> [Your objective]
Copy every line of the records below verbatim, leaving out the pictures.
────
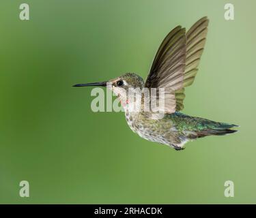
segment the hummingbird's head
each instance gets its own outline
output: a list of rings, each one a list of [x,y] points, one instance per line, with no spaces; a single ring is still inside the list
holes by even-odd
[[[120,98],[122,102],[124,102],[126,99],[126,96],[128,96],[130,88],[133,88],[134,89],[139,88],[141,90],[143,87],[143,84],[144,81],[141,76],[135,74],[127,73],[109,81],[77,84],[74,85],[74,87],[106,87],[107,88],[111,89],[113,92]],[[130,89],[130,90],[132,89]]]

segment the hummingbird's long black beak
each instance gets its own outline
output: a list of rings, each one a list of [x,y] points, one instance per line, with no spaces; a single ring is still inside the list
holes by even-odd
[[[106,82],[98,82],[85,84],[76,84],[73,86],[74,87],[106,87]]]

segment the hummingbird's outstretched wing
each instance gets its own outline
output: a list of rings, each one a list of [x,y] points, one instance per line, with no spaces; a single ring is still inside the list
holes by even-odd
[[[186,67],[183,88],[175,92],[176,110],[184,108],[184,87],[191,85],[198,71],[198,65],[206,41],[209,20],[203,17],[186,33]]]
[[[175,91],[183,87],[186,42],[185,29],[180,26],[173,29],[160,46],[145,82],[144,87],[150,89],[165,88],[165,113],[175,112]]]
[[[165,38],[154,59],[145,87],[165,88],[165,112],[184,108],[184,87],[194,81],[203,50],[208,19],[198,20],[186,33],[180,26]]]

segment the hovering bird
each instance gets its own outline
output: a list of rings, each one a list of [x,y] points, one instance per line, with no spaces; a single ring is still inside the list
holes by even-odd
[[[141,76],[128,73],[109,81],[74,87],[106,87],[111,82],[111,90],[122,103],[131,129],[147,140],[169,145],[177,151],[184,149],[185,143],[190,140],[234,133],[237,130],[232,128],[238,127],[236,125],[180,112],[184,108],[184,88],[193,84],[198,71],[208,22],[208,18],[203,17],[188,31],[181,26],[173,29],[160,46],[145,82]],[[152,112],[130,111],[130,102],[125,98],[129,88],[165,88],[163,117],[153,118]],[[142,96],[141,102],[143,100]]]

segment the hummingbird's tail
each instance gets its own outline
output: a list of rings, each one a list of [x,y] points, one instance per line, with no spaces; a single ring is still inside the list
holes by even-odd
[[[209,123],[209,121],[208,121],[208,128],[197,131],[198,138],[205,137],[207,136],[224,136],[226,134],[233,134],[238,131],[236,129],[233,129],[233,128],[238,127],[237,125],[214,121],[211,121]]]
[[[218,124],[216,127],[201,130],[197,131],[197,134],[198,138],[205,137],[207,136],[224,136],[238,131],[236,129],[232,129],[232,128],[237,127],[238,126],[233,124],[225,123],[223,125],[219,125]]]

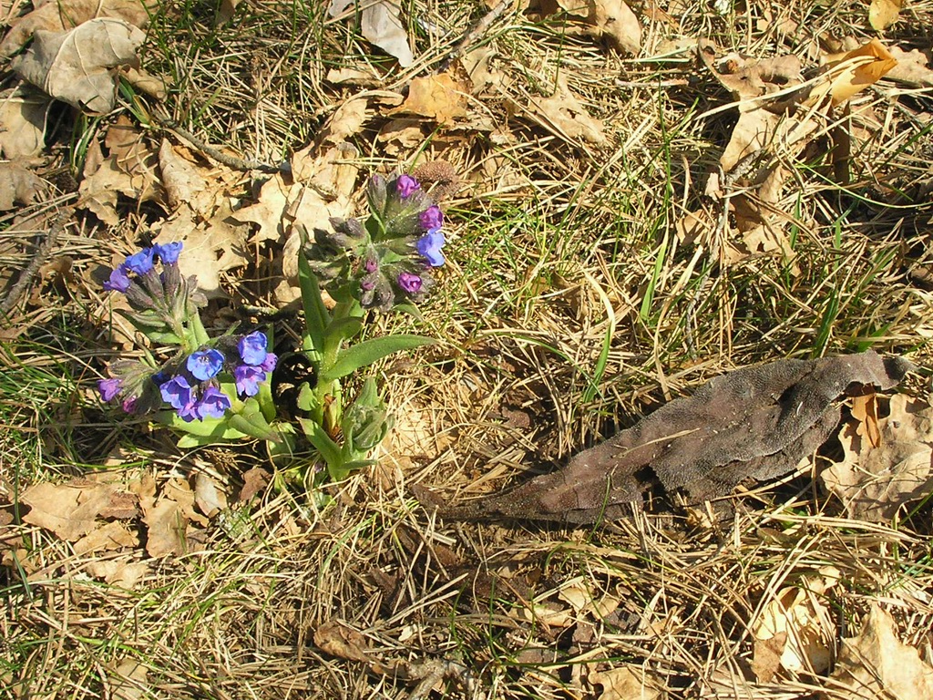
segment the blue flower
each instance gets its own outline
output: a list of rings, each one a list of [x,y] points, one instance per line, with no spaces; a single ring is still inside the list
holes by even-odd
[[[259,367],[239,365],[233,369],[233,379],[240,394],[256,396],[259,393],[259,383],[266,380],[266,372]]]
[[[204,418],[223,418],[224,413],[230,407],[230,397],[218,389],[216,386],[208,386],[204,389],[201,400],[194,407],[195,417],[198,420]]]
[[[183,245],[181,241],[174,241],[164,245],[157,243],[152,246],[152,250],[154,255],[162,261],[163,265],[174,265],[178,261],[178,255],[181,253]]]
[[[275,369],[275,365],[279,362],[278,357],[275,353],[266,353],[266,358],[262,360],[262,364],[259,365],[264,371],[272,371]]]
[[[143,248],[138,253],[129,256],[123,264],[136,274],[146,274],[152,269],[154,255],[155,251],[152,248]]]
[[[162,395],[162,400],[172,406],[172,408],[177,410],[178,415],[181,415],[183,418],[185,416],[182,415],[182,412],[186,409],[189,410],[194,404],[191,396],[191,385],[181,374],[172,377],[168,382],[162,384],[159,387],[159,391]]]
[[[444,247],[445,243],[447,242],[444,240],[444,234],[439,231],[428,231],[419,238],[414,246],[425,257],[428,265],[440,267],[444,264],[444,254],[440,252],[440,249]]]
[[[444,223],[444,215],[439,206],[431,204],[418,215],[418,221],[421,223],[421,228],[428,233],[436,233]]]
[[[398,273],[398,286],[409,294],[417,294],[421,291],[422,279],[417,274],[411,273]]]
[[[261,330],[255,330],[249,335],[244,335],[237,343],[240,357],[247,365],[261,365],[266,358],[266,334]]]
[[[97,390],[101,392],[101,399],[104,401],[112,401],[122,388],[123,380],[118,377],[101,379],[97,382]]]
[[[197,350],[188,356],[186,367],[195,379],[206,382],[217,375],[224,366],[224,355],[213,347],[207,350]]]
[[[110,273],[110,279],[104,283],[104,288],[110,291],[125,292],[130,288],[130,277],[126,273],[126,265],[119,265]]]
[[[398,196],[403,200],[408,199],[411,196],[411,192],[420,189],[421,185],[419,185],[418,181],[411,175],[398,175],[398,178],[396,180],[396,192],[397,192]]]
────
> [Exercise response]
segment the hummingbird's head
each instance gets its own outline
output: a list of rings, each one a list of [x,y] points, one instance per line, with no spaces; a single ring is still inside the list
holes by even-odd
[[[120,98],[122,102],[124,102],[126,99],[126,96],[128,96],[130,88],[133,88],[134,89],[139,88],[141,90],[143,87],[143,84],[144,81],[141,76],[135,74],[127,73],[109,81],[77,84],[74,85],[74,87],[106,87],[107,88],[111,89],[113,92]],[[130,89],[130,90],[132,89]]]

segment the hummingbird's long black beak
each instance gets its own outline
output: a list of rings, each one a list of [x,y] points, one instance per line, with no spaces; a single ring is still inside the list
holes by even-odd
[[[106,82],[98,82],[85,84],[76,84],[73,86],[74,87],[106,87]]]

segment the hummingbird's outstretched wing
each instance gets its own outline
output: a list of rings, each one a list of [x,y] points, one instance per line, with no spaces; a single ring is still inside the list
holes by even-odd
[[[186,67],[183,88],[175,92],[176,110],[184,108],[184,87],[191,85],[198,71],[198,65],[206,41],[209,20],[203,17],[186,33]]]
[[[175,91],[183,87],[186,42],[185,29],[180,26],[173,29],[160,46],[145,82],[144,87],[150,89],[165,88],[165,113],[175,112]]]
[[[165,38],[154,59],[145,87],[165,88],[165,112],[184,108],[184,87],[194,81],[203,50],[208,19],[198,20],[186,33],[180,26]]]

segment the hovering bird
each instance gets its own outline
output: a list of rings, each one a list of [x,y] points, one instance per line, with no spaces; a single ring is still inside the list
holes by even-odd
[[[141,76],[128,73],[109,81],[74,87],[106,87],[111,82],[111,90],[122,103],[131,129],[147,140],[169,145],[177,151],[184,149],[185,143],[190,140],[234,133],[237,130],[232,128],[238,127],[236,125],[180,112],[184,108],[184,88],[193,84],[198,71],[208,22],[208,18],[203,17],[188,31],[181,26],[173,29],[160,46],[145,82]],[[152,112],[130,111],[130,102],[125,98],[129,88],[165,88],[163,117],[153,118]],[[142,96],[141,102],[143,100]]]

segment the hummingbird's tail
each instance gets its own outline
output: a list of rings, each one a list of [x,y] points, one instance per line, with no spaces; a single ring is still inside the list
holes by even-odd
[[[209,123],[209,121],[208,121],[208,128],[197,131],[198,138],[205,137],[207,136],[224,136],[226,134],[233,134],[238,131],[236,129],[233,129],[233,128],[238,127],[237,125],[214,121],[211,121]]]
[[[218,124],[216,127],[201,130],[197,131],[197,134],[198,138],[205,137],[207,136],[224,136],[238,131],[236,129],[232,129],[232,128],[237,127],[238,126],[233,124],[225,123],[223,125],[219,125]]]

segment the blue flower
each instance gets its own outline
output: a list of rings, each one a list of [x,y] points, one instance per line, with no spaces; a single ring is still inside the list
holes by even-odd
[[[259,367],[239,365],[233,369],[233,379],[240,394],[256,396],[259,393],[259,383],[266,380],[266,372]]]
[[[204,418],[223,418],[224,413],[230,407],[230,397],[218,389],[216,386],[208,386],[204,389],[201,400],[194,407],[195,417],[198,420]]]
[[[183,245],[181,241],[174,241],[164,245],[157,243],[152,246],[152,250],[154,255],[162,261],[163,265],[174,265],[178,261],[178,255],[181,253]]]
[[[275,369],[275,365],[279,362],[278,357],[275,353],[266,353],[266,358],[262,360],[262,364],[259,365],[264,371],[272,371]]]
[[[143,248],[138,253],[129,256],[123,264],[136,274],[146,274],[152,269],[154,255],[155,251],[152,248]]]
[[[162,395],[162,400],[172,406],[172,408],[177,410],[178,415],[181,415],[183,418],[185,416],[182,415],[182,412],[186,409],[189,410],[194,404],[191,396],[191,385],[181,374],[172,377],[168,382],[162,384],[159,387],[159,391]]]
[[[444,247],[445,243],[447,242],[444,240],[444,234],[439,231],[428,231],[419,238],[414,246],[425,257],[428,265],[440,267],[444,264],[444,254],[440,252],[440,249]]]
[[[444,223],[444,215],[439,206],[431,204],[418,215],[418,221],[421,223],[421,228],[428,233],[436,233]]]
[[[398,273],[398,286],[409,294],[417,294],[421,291],[422,279],[417,274],[411,273]]]
[[[261,330],[255,330],[249,335],[244,335],[237,343],[240,357],[247,365],[261,365],[266,358],[266,334]]]
[[[97,390],[101,392],[101,399],[104,401],[112,401],[122,388],[123,380],[118,377],[101,379],[97,382]]]
[[[197,350],[188,356],[186,367],[195,379],[206,382],[217,375],[224,366],[224,355],[213,347],[207,350]]]
[[[110,273],[110,279],[104,283],[104,288],[110,291],[125,292],[130,288],[130,277],[126,273],[126,265],[119,265]]]
[[[398,196],[403,200],[408,199],[411,196],[411,192],[420,189],[421,185],[419,185],[418,181],[411,175],[398,175],[398,178],[396,180],[396,192],[397,192]]]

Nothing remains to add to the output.